PASSAGE SHOWN:
Figure 4: Current and projected treatment modalities for FA.

Introduction of common food allergens early in life leads to the development of tolerance possibly by coinciding with the weaning reaction and imprinting durable allergen-specific iTregs cells. In FA subjects who fail to imprint early life tolerance, treatment with either OIT or EPIT results in a state of desensitization that may evolve in some patients into sustained unresponsiveness or oral tolerance to the suspect food. Immunotherapy may act by several mechanisms including the induction of allergen-specific iTregs cells and the inhibition of mast cells and basophils by concomitantly augmenting allergen-specific blocking IgG4 antibodies while suppressing allergen-specific IgE responses. Immunotherapy may also promote the deletion of Th2 cells, and the reversal of pathogenic Th2 cell-like reprogramming of Treg cells. Because immunotherapy fails to induce sustained oral tolerance in many patients, alternate therapies targeting the gut microbiota and their metabolites are currently being explored, including FMT, rationally designed bacterial consortia and precision-based individual bacterial strains and microbiota-derived metabolites. These therapies have the potential to recapitulate early life imprinting by inducing ROR-γt⁺ Treg cells and, in the case of microbial therapies, to reset the underlying dysbiosis.

WORK TASK:
Please turn the figure caption's paragraph starting "Introduction of common food allergens" into a short bulleted list that keeps its main facts. You won't need the records for anything.

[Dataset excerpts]
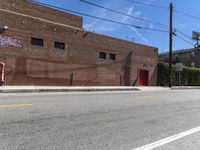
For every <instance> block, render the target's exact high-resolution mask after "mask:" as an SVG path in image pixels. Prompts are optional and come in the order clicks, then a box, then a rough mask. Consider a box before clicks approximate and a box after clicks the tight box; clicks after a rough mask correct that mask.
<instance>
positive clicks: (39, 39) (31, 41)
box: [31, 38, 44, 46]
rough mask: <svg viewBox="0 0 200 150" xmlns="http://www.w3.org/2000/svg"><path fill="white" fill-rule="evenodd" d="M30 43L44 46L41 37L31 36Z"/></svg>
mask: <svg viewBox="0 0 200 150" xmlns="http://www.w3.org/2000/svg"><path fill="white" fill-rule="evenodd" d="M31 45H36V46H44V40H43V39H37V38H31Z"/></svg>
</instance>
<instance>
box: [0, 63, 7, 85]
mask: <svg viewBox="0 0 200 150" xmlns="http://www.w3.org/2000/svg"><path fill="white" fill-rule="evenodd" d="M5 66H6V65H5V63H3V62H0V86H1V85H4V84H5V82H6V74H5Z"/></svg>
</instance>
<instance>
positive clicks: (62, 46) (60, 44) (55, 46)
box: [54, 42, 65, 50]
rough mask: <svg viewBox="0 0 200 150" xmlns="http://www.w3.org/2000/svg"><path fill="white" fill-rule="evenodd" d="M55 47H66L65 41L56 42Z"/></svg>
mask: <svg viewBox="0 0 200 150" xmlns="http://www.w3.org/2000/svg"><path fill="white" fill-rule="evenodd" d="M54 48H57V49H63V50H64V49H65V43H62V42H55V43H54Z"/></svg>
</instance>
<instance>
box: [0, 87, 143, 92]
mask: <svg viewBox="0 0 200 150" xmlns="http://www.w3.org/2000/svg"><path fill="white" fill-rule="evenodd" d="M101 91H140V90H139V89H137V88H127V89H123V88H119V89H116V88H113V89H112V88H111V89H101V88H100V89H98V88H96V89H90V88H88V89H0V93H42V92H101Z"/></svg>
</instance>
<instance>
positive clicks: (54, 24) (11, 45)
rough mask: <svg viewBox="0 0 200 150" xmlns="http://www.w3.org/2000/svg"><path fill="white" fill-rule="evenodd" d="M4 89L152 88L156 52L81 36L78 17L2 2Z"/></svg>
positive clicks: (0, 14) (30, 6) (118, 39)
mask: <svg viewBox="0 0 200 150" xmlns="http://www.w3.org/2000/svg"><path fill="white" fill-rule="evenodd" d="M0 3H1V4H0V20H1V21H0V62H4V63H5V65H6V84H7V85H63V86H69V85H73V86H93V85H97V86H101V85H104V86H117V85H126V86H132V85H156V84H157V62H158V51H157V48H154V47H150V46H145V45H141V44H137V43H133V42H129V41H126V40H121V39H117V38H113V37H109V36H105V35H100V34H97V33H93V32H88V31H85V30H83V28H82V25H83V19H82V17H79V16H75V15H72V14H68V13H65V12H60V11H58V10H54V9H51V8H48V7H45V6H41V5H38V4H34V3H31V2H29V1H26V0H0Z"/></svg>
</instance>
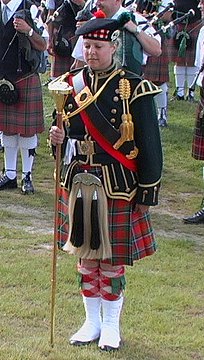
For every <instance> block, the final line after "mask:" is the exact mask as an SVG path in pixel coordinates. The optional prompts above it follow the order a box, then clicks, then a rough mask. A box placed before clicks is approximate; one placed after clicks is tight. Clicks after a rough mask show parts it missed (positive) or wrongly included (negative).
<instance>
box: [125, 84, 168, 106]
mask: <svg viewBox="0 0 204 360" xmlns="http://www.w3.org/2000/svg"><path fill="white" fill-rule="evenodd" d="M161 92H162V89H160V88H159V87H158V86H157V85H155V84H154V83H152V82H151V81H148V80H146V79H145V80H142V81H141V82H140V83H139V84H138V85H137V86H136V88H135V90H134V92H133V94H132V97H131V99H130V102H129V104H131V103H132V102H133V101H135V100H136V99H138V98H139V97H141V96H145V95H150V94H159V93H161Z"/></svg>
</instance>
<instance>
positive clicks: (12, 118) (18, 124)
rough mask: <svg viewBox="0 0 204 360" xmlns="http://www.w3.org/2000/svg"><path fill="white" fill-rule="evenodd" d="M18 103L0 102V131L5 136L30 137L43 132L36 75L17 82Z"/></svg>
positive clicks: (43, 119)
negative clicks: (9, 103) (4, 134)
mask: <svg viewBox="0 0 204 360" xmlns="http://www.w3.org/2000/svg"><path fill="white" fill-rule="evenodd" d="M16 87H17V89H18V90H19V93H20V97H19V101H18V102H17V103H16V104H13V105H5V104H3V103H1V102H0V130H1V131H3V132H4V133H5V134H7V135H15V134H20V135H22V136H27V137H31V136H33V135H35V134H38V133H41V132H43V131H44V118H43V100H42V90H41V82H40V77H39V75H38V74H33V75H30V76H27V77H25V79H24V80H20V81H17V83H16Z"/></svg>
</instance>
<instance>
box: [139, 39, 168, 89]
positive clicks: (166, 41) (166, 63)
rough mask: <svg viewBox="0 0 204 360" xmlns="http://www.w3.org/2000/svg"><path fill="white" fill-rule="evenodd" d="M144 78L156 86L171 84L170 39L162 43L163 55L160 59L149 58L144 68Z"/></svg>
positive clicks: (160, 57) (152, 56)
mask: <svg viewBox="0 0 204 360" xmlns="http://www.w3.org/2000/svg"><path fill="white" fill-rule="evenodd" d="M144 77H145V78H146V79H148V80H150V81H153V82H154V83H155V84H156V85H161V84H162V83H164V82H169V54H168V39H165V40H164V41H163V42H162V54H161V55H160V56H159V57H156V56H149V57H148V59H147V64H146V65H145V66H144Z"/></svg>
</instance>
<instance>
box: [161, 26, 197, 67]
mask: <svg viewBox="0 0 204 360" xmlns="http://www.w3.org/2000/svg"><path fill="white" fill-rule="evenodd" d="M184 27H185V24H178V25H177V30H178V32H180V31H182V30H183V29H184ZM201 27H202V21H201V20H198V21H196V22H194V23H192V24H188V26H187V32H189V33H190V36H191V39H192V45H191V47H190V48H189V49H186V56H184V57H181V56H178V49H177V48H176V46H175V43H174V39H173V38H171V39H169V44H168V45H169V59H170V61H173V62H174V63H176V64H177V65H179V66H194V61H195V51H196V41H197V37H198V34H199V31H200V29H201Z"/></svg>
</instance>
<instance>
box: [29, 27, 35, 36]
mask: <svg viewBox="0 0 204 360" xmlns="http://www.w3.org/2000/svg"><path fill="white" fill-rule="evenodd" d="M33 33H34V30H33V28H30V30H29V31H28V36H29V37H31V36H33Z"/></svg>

* * *

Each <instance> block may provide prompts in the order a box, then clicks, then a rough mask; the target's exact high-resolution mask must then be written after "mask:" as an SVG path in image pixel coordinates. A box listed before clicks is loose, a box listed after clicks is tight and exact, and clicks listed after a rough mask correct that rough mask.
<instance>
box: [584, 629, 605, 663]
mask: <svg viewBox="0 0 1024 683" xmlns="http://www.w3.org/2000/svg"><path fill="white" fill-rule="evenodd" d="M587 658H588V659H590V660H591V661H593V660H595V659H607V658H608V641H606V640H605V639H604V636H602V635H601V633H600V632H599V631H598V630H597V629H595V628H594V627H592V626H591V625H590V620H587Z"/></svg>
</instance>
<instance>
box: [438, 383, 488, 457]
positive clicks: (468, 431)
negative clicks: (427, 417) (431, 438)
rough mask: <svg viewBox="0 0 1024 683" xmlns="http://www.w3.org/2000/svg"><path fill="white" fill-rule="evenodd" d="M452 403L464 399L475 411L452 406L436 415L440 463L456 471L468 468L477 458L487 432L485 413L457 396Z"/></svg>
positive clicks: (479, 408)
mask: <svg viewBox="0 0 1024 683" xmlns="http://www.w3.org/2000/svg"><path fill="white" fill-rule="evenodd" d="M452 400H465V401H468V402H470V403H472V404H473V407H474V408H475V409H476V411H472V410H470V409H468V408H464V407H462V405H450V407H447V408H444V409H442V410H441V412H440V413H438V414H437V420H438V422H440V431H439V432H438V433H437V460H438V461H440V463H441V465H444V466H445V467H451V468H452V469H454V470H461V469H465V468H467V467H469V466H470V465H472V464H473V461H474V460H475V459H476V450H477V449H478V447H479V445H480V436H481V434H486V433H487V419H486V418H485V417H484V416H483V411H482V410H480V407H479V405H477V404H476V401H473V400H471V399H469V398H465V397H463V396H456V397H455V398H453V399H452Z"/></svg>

ANSWER TO THIS TASK:
- Introducing common food allergens early in life leads to tolerance, possibly by coinciding with the weaning reaction and imprinting durable allergen-specific iTregs cells.
- In FA subjects who fail to imprint early-life tolerance, OIT or EPIT produces desensitization. In some patients this may become sustained unresponsiveness or oral tolerance to the suspect food.
- Immunotherapy may work by:
  - inducing allergen-specific iTregs cells
  - inhibiting mast cells and basophils by increasing allergen-specific blocking IgG4 antibodies while suppressing allergen-specific IgE
  - deleting Th2 cells
  - reversing pathogenic Th2 cell-like reprogramming of Treg cells
- Many patients do not reach sustained oral tolerance, so therapies targeting the gut microbiota and their metabolites are being explored: FMT, rationally designed bacterial consortia, and precision-based individual bacterial strains and microbiota-derived metabolites.
- These therapies could recapitulate early-life imprinting by inducing ROR-γt⁺ Treg cells. Microbial therapies could also reset the underlying dysbiosis.